▸ ACTION ITEM:
Word for word, set down the entries that follow.

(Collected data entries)
::::::::::
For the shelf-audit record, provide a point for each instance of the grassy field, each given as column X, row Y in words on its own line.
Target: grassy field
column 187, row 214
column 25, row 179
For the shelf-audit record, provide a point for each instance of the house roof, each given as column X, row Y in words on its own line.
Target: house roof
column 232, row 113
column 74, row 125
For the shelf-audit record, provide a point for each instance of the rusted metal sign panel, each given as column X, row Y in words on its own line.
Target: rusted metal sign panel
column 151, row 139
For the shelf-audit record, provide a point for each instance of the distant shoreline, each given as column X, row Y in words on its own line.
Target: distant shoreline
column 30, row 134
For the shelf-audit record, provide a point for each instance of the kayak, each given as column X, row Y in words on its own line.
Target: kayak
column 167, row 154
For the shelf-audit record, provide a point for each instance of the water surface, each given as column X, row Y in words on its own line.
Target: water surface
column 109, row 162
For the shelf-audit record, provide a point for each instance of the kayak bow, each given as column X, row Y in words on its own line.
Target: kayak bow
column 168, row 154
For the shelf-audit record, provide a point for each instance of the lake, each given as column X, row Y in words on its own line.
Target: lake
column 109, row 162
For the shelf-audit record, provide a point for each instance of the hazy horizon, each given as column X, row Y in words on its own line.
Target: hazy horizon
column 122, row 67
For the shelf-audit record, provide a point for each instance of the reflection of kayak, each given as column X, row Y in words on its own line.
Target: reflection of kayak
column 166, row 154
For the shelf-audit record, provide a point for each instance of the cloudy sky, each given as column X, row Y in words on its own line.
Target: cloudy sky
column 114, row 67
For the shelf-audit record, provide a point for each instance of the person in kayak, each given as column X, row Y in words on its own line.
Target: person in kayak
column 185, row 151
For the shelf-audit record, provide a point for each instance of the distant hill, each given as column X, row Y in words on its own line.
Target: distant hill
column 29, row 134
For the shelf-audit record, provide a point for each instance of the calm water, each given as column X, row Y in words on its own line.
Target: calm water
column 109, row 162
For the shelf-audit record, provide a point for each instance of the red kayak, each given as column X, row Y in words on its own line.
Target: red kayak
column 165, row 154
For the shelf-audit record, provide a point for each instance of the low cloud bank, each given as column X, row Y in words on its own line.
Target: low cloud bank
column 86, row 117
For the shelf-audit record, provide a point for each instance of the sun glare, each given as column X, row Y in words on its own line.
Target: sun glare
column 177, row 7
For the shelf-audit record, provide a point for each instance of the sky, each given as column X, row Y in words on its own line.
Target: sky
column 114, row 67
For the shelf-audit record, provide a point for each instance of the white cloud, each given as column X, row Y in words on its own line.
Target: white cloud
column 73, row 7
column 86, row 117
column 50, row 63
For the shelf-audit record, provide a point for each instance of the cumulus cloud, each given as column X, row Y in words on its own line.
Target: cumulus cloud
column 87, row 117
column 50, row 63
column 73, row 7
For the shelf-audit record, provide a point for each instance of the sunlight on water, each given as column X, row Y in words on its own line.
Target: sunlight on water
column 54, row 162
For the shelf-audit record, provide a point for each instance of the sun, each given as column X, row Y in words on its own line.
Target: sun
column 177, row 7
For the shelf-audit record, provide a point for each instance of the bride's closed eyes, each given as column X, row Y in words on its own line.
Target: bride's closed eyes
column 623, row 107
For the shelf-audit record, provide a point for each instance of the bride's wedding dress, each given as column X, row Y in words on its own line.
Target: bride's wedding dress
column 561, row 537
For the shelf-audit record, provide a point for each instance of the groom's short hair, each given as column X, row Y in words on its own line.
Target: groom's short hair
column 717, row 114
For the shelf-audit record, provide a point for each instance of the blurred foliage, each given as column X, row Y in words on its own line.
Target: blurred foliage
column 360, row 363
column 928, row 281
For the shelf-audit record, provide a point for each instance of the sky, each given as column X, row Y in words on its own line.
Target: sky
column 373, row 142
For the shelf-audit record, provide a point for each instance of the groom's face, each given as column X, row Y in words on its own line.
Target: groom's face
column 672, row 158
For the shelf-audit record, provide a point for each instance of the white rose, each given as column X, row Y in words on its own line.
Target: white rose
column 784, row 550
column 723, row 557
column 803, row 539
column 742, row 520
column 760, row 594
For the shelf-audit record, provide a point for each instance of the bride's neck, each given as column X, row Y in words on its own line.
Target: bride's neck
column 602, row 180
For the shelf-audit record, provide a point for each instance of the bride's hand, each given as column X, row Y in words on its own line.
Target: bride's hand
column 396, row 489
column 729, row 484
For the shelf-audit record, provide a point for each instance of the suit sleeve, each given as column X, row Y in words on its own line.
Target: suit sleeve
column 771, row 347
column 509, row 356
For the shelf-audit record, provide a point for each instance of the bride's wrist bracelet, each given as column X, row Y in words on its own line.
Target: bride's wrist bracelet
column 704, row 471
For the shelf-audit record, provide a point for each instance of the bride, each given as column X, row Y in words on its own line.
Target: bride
::::::::::
▸ SOLUTION TO THIS TASK:
For the shelf-audit record, provide a point for each instance of the grassy field, each given as column X, row Y in words on its own line.
Target: grassy field
column 187, row 214
column 25, row 179
For the shelf-audit record, provide a point for each instance of the house roof, each given as column X, row Y in words on its own line.
Target: house roof
column 232, row 113
column 74, row 125
For the shelf-audit record, provide a point for each instance of the rusted metal sign panel, each given as column X, row Y in words on its own line.
Target: rusted metal sign panel
column 151, row 139
For the shelf-audit record, provide a point for each instance of the distant shoreline, each given as column X, row Y in words on its own line.
Target: distant shoreline
column 30, row 134
For the shelf-audit record, provide a point for each instance of the kayak, each given as column X, row Y in words on its own line.
Target: kayak
column 167, row 154
For the shelf-audit record, provide a point for each instance of the water surface, each given as column X, row Y in words on its own line.
Target: water surface
column 109, row 162
For the shelf-audit record, provide a point for each instance of the kayak bow, each given as column X, row Y in words on its own line.
Target: kayak bow
column 168, row 154
For the shelf-audit record, provide a point for each instance of the lake, each given as column X, row Y in words on its own line.
Target: lake
column 109, row 162
For the shelf-audit record, provide a point for each instance of the hazy horizon, each given as column X, row Y in words on its own line.
Target: hazy horizon
column 122, row 67
For the shelf-audit record, provide a point for each instance of the reflection of kayak, each given as column X, row Y in words on its own line.
Target: reflection of kayak
column 166, row 154
For the shelf-audit record, provide a point for each instance of the cloudy sky, each given as column X, row Y in words on its own line.
Target: cloudy sky
column 114, row 67
For the shelf-audit record, provide a point for each instance of the person in kayak, each given as column X, row Y in words on its own line.
Target: person in kayak
column 185, row 151
For the shelf-audit record, provide a point for each instance of the distant hill, each given as column X, row Y in words on its own line.
Target: distant hill
column 29, row 134
For the shelf-audit record, provide a point for each instance of the calm water, each given as column X, row Y in words on its own line.
Target: calm water
column 109, row 162
For the shelf-audit record, provide a point for each instance of the red kayak, each given as column X, row Y in words on its own line.
Target: red kayak
column 165, row 154
For the shelf-audit record, provide a point for each instance of the low cloud bank, each given as column X, row Y in words on its own line.
Target: low cloud bank
column 86, row 117
For the shelf-audit record, provide a point for each instance of the sun glare, each given as column X, row Y in words on its own line.
Target: sun glare
column 177, row 7
For the shelf-audit record, provide a point for each instance of the sky, each given as column X, row Y in words on its own line.
Target: sky
column 114, row 67
For the shelf-audit record, provide a point for each instance of the white cloud, each given as column X, row Y in words on its own line.
Target: white cloud
column 73, row 7
column 86, row 117
column 50, row 63
For the shelf-audit record, provide a point for each instance of the cumulus cloud, each given as column X, row Y in words on its own line.
Target: cumulus cloud
column 87, row 117
column 50, row 63
column 73, row 7
For the shelf-audit record, provide a point for each instance of the sunlight on water, each given as column X, row Y in words on its own line.
Target: sunlight on water
column 54, row 162
For the shelf-audit record, provide a point for each instance of the sun, each given as column X, row Y in words on its own line.
Target: sun
column 177, row 7
For the shelf-audit record, provide a point for each instance of the bride's closed eyes, each given as column X, row Y in words on its own line.
Target: bride's closed eyes
column 623, row 107
For the shelf-audit record, provide a point for each instance of the bride's wedding dress, each given as column X, row Y in words on its own line.
Target: bride's wedding dress
column 561, row 537
For the shelf-audit record, provide a point for each instance of the groom's short hair, each given as column X, row Y in words on its own line.
Target: groom's short hair
column 717, row 114
For the shelf-audit record, provide a point for each instance of the blurred foliage, each given as column X, row Y in words on its own line.
Target: blurred foliage
column 360, row 363
column 928, row 281
For the shelf-audit record, provide a point for each instance of the sky, each given as column X, row Y in words on its own line.
Target: sky
column 373, row 142
For the shelf-audit record, provide a point for each instance of the groom's face, each given as column X, row Y in words on its own line.
Target: groom's face
column 672, row 158
For the shelf-audit record, provide a point for each instance of the white rose, each given as column X, row Y in words on its own line.
Target: white rose
column 784, row 550
column 723, row 557
column 803, row 539
column 742, row 520
column 760, row 594
For the shelf-audit record, provide a point for each instance of the bride's neck, each given as column X, row Y in words on its own line.
Target: bride's neck
column 602, row 180
For the shelf-audit record, provide a point for each instance of the bride's hand, each given as column X, row Y in words on its own line.
Target: bride's hand
column 396, row 489
column 729, row 484
For the shelf-audit record, provide a point for each instance of the suit sleeve, each given as column X, row Y in words on its own line.
Target: suit sleeve
column 771, row 347
column 509, row 356
For the shelf-audit record, provide a point for each instance of the bride's wrist bracelet, each given as column X, row Y in words on its own line.
Target: bride's wrist bracelet
column 704, row 471
For the shelf-audit record, provide a point for each instance of the bride, each given as column X, row Y in words on its own line.
Target: bride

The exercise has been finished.